◆ What to work on
The material must be copied out exactly, line for line.

========================================================================

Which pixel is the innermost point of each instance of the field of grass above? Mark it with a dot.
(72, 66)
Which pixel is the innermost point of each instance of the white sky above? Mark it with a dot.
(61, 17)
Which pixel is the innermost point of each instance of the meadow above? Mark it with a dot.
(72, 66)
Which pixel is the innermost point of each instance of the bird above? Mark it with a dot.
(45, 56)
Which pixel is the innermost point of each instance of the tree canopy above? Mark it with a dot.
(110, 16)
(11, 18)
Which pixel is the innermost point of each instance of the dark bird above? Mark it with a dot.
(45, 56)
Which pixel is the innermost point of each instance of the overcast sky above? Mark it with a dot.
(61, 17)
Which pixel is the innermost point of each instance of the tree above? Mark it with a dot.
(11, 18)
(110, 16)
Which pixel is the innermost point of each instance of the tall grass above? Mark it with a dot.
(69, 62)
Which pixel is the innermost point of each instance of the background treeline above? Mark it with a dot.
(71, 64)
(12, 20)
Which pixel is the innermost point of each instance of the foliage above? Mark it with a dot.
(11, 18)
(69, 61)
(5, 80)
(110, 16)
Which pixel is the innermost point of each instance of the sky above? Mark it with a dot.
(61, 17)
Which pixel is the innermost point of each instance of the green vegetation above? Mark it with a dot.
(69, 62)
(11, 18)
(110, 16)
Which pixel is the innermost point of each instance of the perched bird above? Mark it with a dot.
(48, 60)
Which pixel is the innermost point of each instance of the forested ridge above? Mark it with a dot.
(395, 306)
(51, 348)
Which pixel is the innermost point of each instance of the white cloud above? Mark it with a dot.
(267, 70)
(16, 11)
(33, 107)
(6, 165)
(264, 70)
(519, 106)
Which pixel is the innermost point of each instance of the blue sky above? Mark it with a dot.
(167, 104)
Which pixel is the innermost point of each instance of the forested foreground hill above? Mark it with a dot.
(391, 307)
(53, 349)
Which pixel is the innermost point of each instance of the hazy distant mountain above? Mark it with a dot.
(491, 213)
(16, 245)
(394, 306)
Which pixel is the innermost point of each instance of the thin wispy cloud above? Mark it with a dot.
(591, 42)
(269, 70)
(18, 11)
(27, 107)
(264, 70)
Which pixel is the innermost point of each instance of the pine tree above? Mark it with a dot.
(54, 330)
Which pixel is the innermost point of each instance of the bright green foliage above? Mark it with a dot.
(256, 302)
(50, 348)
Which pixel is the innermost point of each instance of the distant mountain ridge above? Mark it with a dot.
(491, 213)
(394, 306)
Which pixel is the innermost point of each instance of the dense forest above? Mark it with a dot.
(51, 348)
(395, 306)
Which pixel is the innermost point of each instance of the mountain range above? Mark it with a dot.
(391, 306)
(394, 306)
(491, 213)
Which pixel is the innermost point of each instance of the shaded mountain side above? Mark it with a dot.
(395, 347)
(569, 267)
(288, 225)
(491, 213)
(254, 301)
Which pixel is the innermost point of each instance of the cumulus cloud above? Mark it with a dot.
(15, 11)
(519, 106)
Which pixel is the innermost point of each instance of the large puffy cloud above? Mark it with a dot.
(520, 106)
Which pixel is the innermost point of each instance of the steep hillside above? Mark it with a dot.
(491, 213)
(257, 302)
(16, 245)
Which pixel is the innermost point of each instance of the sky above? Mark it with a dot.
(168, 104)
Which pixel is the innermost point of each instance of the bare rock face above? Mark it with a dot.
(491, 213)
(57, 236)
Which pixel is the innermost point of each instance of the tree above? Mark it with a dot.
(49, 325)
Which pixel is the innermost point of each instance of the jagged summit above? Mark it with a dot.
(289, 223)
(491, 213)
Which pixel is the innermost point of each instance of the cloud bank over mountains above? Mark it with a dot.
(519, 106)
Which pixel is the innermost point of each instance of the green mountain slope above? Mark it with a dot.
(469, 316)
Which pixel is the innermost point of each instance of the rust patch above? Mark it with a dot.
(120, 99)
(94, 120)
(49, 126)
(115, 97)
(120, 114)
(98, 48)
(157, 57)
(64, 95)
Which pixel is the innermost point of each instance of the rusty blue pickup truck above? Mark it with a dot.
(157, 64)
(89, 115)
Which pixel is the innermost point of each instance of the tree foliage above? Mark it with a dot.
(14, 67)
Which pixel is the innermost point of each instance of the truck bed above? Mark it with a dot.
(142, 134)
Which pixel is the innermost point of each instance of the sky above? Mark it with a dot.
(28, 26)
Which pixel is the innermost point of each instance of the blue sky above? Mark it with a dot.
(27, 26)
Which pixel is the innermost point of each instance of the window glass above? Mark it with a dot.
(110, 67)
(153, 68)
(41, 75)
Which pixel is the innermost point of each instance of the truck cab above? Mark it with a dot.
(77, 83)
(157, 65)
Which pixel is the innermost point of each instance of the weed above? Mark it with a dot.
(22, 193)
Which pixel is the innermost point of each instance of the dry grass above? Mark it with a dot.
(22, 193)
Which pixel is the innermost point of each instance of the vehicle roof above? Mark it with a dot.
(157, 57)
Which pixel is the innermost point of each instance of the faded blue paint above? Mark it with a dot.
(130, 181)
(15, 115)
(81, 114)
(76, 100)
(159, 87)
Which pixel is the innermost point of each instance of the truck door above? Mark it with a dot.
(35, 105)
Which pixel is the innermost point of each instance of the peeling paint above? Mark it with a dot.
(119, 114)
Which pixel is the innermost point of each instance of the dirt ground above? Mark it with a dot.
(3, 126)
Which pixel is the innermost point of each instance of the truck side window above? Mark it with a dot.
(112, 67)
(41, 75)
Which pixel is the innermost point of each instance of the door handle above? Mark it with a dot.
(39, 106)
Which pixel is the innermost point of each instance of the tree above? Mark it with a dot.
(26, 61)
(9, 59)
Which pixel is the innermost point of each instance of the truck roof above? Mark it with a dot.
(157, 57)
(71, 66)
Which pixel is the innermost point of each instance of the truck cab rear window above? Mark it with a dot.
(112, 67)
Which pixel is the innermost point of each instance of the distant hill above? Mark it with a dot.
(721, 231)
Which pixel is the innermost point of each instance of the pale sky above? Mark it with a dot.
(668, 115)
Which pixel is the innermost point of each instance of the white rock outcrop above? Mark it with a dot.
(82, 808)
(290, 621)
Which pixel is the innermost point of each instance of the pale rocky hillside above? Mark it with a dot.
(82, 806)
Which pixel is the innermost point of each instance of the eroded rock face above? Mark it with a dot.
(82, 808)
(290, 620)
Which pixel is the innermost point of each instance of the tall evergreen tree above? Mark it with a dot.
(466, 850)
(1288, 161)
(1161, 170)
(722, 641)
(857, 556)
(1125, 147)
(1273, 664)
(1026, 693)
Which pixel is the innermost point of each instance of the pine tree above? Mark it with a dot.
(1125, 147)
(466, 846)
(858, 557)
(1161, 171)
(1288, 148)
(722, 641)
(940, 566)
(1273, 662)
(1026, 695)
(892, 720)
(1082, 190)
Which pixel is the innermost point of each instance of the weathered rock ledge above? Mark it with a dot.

========================================================================

◆ Response for this exercise
Which pixel is the innermost point of each instance of the field of grass above? Mark it with a dot.
(72, 66)
Which pixel is the innermost point of each instance of the white sky above? Mark it with a dot.
(61, 17)
Which pixel is the innermost point of each instance of the meadow above? Mark it with a dot.
(72, 66)
Which pixel is the innermost point of each instance of the bird above? Mark it with a dot.
(45, 56)
Which pixel is the innermost point of each instance of the tree canopy above? Mark it with a dot.
(110, 16)
(11, 18)
Which pixel is the innermost point of each instance of the dark bird above? Mark it with a dot.
(45, 56)
Which pixel is the innermost point of each instance of the overcast sky above? Mark it with a dot.
(61, 17)
Which pixel is the innermost point of each instance of the tree above? Mark it with a dot.
(11, 18)
(110, 16)
Which pixel is the innermost point of each instance of the tall grass above? Mark it with a dot.
(69, 62)
Which pixel is the innermost point of each instance of the background treeline above? Mark it with a dot.
(71, 64)
(12, 20)
Which pixel is the innermost point of each instance of the foliage above? Mark it with a dot.
(11, 18)
(69, 61)
(5, 80)
(110, 16)
Which pixel is the innermost point of each instance of the sky above? Mark it with a dot.
(61, 17)
Which pixel is the innermost point of each instance of the green vegetation above? Mark it with a dot.
(69, 62)
(11, 18)
(110, 16)
Which pixel is the innermost point of each instance of the perched bird above? Mark it with a dot.
(48, 60)
Which pixel is the innermost point of each instance of the forested ridge above? Mark it with a dot.
(395, 306)
(51, 348)
Which pixel is the innermost point of each instance of the white cloud above? Mark it with a dot.
(267, 70)
(16, 11)
(33, 107)
(6, 165)
(264, 70)
(519, 106)
Which pixel is the innermost point of each instance of the blue sky above? Mark it with a dot.
(167, 104)
Which pixel is the innermost point of each instance of the forested foreground hill above? Mark it with a dot.
(391, 307)
(53, 349)
Which pixel is the innermost point of each instance of the hazy distant mountain above? Mark it with a dot.
(491, 213)
(16, 245)
(394, 306)
Which pixel is the innermost point of each instance of the thin wispy cloud above? Mark it with a dot.
(591, 42)
(269, 70)
(18, 11)
(27, 107)
(264, 70)
Which pixel is the innermost point of each instance of the pine tree above? Mark it with a dot.
(54, 330)
Which pixel is the innermost point of each instance of the bright green foliage above? Mark it with a dot.
(256, 302)
(50, 348)
Which pixel is the innermost point of each instance of the distant mountain ridge above? Mark it with a dot.
(491, 213)
(394, 306)
Which pixel is the innermost point of each instance of the dense forest above? Mark it with a dot.
(51, 348)
(395, 306)
Which pixel is the innermost point of each instance of the mountain range above? Mark it with a dot.
(391, 306)
(394, 306)
(491, 213)
Which pixel is the innermost point of each instance of the shaded mountain side above? Mark it with a dot.
(395, 347)
(569, 267)
(288, 225)
(491, 213)
(254, 301)
Which pixel is the innermost point of each instance of the cumulus cloud above? Mark it with a dot.
(15, 11)
(519, 106)
Which pixel is the innermost point of each instance of the large puffy cloud above? Mark it with a dot.
(520, 106)
Which pixel is the innermost point of each instance of the steep hillside above? Mark it with a dot.
(491, 213)
(257, 302)
(16, 245)
Which pixel is the innermost point of each instance of the sky above? Mark it with a dot.
(168, 104)
Which pixel is the innermost point of each instance of the bare rock face above? Mark it with a dot.
(491, 213)
(57, 236)
Which pixel is the innermost point of each instance of the tree above? Mark it with a dot.
(49, 325)
Which pixel is the innermost point of each instance of the jagged summit above? Mark it with a dot.
(289, 223)
(491, 213)
Which pixel is the innermost point of each instance of the cloud bank over mountains above? Mark it with a dot.
(519, 106)
Which pixel is the innermost point of each instance of the green mountain slope above? Mark it with a dot.
(469, 316)
Which pixel is the innermost point of each instance of the rust patch above? Mark it with a dot.
(120, 99)
(94, 120)
(49, 126)
(115, 97)
(120, 114)
(98, 48)
(157, 57)
(64, 95)
Which pixel is the innermost point of each instance of the rusty blue pickup truck above? Mark it with a dot.
(157, 64)
(89, 115)
Which pixel is the innermost point of each instance of the tree foliage above? Mark it with a dot.
(14, 67)
Which pixel is the innermost point of each instance of the truck bed above? Mark it with a dot.
(142, 134)
Which pixel is the innermost point of each instance of the sky above? Mark it with a dot.
(28, 26)
Which pixel is the innermost point of each instance of the blue sky above? Mark it with a dot.
(27, 26)
Which pixel is the innermost point of each instance of the window glass above? Mark it with a dot.
(110, 67)
(153, 68)
(41, 75)
Which pixel is the innermost point of each instance of the truck cab above? Mark it with a dot.
(77, 83)
(157, 65)
Which pixel is the innermost point of each instance of the weed above? Mark it with a dot.
(22, 193)
Which pixel is the innermost point of each instance of the dry grass above? Mark it with a dot.
(22, 193)
Which pixel is the innermost point of each instance of the vehicle roof above? Mark it with a dot.
(157, 57)
Which pixel is the innermost point of each instance of the faded blue paint above? Mark it with a dot.
(130, 181)
(15, 115)
(81, 114)
(76, 100)
(159, 87)
Which pixel is the innermost point of each instance of the truck door above? Mark it with a dot.
(35, 105)
Which pixel is the innermost point of each instance of the peeling paint above? Mark it with a dot.
(119, 114)
Which pixel is the innermost point of each instance of the dirt ground above? Mark it with a dot.
(3, 126)
Which pixel is the innermost point of each instance of the truck side window above? Mark it with a dot.
(112, 67)
(41, 75)
Which pixel is the innermost point of each instance of the door handle above? Mark it with a dot.
(39, 106)
Which pixel is the innermost point of each instance of the tree above? Mark it with a dot.
(26, 61)
(9, 59)
Which pixel is the innermost point of each instance of the truck roof above? Mark it with a dot.
(157, 57)
(71, 66)
Which pixel is the innermost point of each instance of the truck cab rear window above? Mark it with a dot.
(112, 67)
Which pixel is the innermost point of each instance of the distant hill above? Mark it with a dot.
(721, 231)
Which pixel is the innermost point of each instance of the pale sky above? Mark it with a dot.
(668, 115)
Which pixel is the innermost point of each instance of the white rock outcrop above? Mark it with a dot.
(82, 808)
(290, 621)
Which pixel is the innermost point of each instance of the pale rocky hillside above? Mark it with a dot.
(82, 806)
Which pixel is the innermost point of each instance of the eroded rock face above? Mark it with a dot.
(82, 808)
(290, 620)
Which pixel is the innermost point of each instance of the tall evergreen tree above? Mark it with a dot.
(466, 850)
(1288, 161)
(1161, 170)
(722, 641)
(857, 556)
(1125, 147)
(1273, 664)
(1026, 693)
Which pixel is the innermost point of each instance of the pine tree above? Mark it with a dot.
(1125, 147)
(466, 846)
(858, 557)
(1161, 171)
(1288, 148)
(722, 641)
(940, 566)
(1273, 662)
(1026, 695)
(892, 720)
(1082, 190)
Which pixel is the innermost point of each instance of the weathered rock ledge above? Mark it with a dot.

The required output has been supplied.